■ **Stated goal**: Please rewrite the data from the line containing "point_to(query) gives the position of every instance of the gold" through the end as a two-column CSV with the headers input and output, one row for each input and its output. Put each field in quotes and replace line breaks with spaces.

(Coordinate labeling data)
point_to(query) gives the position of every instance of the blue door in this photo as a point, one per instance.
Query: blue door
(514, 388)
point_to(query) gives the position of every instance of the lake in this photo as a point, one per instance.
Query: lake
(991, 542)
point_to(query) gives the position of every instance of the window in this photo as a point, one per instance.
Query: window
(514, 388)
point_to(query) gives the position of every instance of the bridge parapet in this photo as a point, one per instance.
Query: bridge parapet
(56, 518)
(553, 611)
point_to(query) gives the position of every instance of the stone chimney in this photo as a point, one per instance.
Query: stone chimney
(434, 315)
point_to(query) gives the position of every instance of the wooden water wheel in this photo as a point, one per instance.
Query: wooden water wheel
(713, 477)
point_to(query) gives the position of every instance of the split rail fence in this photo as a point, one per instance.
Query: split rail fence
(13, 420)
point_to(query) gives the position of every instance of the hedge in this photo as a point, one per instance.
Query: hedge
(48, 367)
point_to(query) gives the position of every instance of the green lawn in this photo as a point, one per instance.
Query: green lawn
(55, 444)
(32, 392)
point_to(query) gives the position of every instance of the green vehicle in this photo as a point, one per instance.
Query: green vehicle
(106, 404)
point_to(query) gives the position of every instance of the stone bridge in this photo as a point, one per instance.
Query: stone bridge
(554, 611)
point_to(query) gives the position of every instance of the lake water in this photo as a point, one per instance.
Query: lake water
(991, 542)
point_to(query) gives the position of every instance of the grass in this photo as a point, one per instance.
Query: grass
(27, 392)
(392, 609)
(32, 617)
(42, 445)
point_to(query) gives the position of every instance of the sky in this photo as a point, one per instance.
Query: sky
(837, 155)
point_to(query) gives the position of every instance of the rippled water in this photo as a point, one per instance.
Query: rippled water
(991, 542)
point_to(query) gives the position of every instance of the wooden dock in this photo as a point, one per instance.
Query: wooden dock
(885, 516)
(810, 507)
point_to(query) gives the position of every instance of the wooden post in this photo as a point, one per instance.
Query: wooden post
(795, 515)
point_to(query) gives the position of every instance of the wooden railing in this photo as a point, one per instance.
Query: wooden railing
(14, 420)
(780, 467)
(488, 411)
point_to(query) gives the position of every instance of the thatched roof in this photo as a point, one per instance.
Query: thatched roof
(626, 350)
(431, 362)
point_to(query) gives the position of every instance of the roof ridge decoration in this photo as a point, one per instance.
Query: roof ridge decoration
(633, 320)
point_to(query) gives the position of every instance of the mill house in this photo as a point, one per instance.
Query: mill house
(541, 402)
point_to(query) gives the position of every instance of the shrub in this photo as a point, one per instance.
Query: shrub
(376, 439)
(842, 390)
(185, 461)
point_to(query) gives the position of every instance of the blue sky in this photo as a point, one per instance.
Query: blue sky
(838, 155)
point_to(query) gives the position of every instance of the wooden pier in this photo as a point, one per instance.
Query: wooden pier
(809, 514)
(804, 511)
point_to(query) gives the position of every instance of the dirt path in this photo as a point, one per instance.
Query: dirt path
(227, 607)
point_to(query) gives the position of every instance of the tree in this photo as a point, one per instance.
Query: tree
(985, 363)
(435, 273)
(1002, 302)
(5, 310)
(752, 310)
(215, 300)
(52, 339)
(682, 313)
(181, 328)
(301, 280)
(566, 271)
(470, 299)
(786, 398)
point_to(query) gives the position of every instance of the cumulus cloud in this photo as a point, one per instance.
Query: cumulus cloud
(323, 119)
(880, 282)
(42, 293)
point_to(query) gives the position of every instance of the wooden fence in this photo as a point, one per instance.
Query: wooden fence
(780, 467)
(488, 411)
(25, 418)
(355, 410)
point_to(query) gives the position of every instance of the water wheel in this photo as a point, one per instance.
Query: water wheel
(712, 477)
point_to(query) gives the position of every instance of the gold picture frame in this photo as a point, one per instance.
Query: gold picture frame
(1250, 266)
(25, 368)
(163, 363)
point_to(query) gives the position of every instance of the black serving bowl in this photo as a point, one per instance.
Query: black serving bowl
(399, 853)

■ **Solution**:
input,output
"point_to(query) gives the position of every instance of the gold picture frame in this photo as a point, one per instance. Query: gold picture frame","(1250, 266) (25, 368) (163, 363)"
"point_to(query) gives the position of every instance of the black serving bowl in this photo as a point, one per instance. Query: black serving bowl","(399, 853)"